_Document text_
● ● ●

UTICA, N.Y. -- "When I started in the business, I quit my job, I had a $300 credit card, and I grew the business from scratch," says Joe Cerini, of Citation Services, on Lafayette Street, in Utica. "Figured I'd find someplace that I'd never have to worry about moving again."
Now, Cerini has plenty of worries. The downtown Utica hospital is going up all around him. The heavy equipment and resulting noise are a constant reminder that his business is now in the middle of a construction zone. There's only one small problem: Cerini has, to this point, refused to sell his property, which is in the hospital parking garage footprint, to MVHS. Now, Oneida County is trying to persuade him. So far, they've fallen short.
"The offer's about a third less than MVHS offered. I'm not interested in their offer," says Cerini. "I believe their figure is about $130,000 less than MVHS was willing to pay."
The county has now sent formal, written offers to Cerini, the owner of an empty lot in the footprint, the owner of a house in the footprint, and, the owner of Enterprise Rent-A-Car.
"We've completed our appraisals and now that those are in, we sent those out with offers to the remaining property owners in the footprint and we're awaiting a response from them so we haven't heard anything back, yet," says County Attorney, Peter Rayhill.

● ● ●

_Data for review_

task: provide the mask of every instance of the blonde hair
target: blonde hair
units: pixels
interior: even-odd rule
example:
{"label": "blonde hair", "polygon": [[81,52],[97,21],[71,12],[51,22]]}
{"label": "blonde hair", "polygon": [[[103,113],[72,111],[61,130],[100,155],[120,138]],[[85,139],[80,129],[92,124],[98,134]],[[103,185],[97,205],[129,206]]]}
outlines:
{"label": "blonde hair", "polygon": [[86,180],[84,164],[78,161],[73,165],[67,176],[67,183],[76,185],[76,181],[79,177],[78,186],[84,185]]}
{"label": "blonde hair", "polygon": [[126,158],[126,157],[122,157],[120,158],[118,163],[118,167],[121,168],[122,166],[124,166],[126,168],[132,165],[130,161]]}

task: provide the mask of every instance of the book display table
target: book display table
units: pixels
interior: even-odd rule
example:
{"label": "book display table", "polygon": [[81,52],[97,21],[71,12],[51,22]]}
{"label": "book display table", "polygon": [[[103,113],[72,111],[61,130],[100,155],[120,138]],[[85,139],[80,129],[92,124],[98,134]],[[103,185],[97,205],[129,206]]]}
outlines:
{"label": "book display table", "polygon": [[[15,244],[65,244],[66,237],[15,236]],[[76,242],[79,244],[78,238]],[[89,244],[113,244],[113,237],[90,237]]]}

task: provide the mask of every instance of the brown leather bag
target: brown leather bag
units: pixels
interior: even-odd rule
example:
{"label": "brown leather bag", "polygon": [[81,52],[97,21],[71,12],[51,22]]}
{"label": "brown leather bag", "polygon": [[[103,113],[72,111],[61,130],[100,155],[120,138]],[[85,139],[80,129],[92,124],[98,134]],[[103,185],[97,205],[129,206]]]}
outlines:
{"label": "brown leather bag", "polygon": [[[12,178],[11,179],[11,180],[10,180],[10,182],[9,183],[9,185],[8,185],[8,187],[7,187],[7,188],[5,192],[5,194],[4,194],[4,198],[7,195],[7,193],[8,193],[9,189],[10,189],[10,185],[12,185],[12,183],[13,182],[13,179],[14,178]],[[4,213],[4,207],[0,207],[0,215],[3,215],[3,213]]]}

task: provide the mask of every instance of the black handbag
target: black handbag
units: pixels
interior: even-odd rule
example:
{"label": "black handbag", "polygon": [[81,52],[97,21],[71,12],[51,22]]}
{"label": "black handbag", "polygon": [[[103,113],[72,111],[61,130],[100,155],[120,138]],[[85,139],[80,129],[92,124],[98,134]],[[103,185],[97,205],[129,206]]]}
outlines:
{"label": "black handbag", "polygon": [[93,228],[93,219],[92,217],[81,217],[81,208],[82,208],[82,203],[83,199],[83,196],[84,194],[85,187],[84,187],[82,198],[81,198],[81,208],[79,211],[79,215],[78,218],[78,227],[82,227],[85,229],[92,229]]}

● ● ●

_Things to do_
1 – Reproduce the passage of the Utica hospital construction article starting at "Now, Cerini has" and ending at "of Enterprise Rent-A-Car.".
2 – Carry the article about the Utica hospital construction and the property holdouts forward from the point where it stops.
You can set the records aside, since nothing here depends on them.

_Per-task outputs_
1 –
Now, Cerini has plenty of worries. The downtown Utica hospital is going up all around him. The heavy equipment and resulting noise are a constant reminder that his business is now in the middle of a construction zone. There's only one small problem: Cerini has, to this point, refused to sell his property, which is in the hospital parking garage footprint, to MVHS. Now, Oneida County is trying to persuade him. So far, they've fallen short.
"The offer's about a third less than MVHS offered. I'm not interested in their offer," says Cerini. "I believe their figure is about $130,000 less than MVHS was willing to pay."
The county has now sent formal, written offers to Cerini, the owner of an empty lot in the footprint, the owner of a house in the footprint, and, the owner of Enterprise Rent-A-Car.

2 –
While less than impressed by the county's initial offer, Cerini says he is willing to listen.
"I'm just sticking it out. I will talk price, but I'm not ...anything they've thrown at me is more an insult than a reliable offer," says Cerini. "Seeing where they wanna go with it. They have to know they're low-balling me on price."
If Cerini's property doesn't go willingly, it will go by compulsion. County attorneys say if a deal isn't struck, eminent domain will likely be invoked by the end of the year.
"Our thought is that we will get some response, so we know how to move forward. But in the event we don't, then we will continue to try and contact them, and if people are unwilling to respond to us, then we'll have to proceed under the provisions of the eminent domain procedure law," says Rayhill.